**THE RECORDS**
^^^^^^^^

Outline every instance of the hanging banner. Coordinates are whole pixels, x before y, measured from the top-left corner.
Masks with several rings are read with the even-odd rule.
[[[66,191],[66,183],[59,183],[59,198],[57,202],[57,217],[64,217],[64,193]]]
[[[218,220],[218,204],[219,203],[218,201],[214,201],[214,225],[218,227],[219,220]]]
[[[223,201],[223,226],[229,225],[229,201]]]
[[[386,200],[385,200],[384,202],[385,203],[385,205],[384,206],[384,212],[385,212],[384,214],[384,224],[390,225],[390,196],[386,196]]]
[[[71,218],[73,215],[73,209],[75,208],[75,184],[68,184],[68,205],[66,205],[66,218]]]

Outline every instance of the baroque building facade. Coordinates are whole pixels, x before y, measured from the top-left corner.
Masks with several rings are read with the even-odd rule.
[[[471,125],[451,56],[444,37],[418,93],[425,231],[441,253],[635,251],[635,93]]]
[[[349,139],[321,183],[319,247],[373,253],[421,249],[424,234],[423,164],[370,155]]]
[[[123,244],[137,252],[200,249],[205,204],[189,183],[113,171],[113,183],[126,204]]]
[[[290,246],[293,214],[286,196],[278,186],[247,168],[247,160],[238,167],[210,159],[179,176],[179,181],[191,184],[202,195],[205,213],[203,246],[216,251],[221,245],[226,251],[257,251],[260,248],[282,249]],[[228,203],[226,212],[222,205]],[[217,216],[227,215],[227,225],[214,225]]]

^^^^^^^^

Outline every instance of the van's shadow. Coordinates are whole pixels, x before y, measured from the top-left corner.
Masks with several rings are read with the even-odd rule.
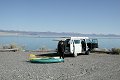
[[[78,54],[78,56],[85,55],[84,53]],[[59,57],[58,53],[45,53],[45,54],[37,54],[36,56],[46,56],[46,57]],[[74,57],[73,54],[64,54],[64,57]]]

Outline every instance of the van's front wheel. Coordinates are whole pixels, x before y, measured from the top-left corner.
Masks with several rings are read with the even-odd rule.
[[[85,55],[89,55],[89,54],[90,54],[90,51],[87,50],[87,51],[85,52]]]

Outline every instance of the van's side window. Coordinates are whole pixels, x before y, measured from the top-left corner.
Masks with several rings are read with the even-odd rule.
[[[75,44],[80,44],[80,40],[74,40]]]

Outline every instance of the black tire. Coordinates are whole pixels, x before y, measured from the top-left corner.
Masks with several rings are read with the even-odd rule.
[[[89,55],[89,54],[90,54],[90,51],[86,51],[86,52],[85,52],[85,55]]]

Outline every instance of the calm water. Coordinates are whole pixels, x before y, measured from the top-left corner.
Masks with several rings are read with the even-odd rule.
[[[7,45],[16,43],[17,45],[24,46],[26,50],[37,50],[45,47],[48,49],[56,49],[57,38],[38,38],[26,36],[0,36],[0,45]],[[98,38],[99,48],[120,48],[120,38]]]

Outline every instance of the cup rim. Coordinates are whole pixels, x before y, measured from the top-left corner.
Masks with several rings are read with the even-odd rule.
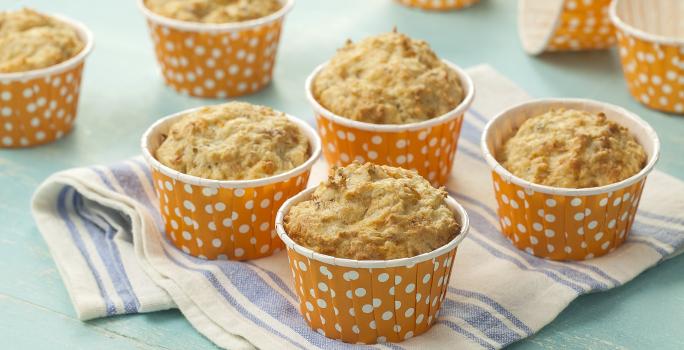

^^^^^^^^

**PROBLEM TO WORK ON**
Duplicate the records from the line with "Outline every instance of the hanging" up to and including the line with "[[[223,201],[223,226],[229,225],[229,201]]]".

**EXERCISE SOLUTION**
Outline every instance of the hanging banner. Coordinates are whole pixels, x before y, measured from the top-left corner.
Masks with several rings are read with the even-odd rule.
[[[66,191],[66,183],[59,183],[59,198],[57,202],[57,217],[64,217],[64,193]]]
[[[218,220],[218,204],[219,203],[218,201],[214,201],[214,225],[218,227],[219,220]]]
[[[223,201],[223,226],[229,225],[229,201]]]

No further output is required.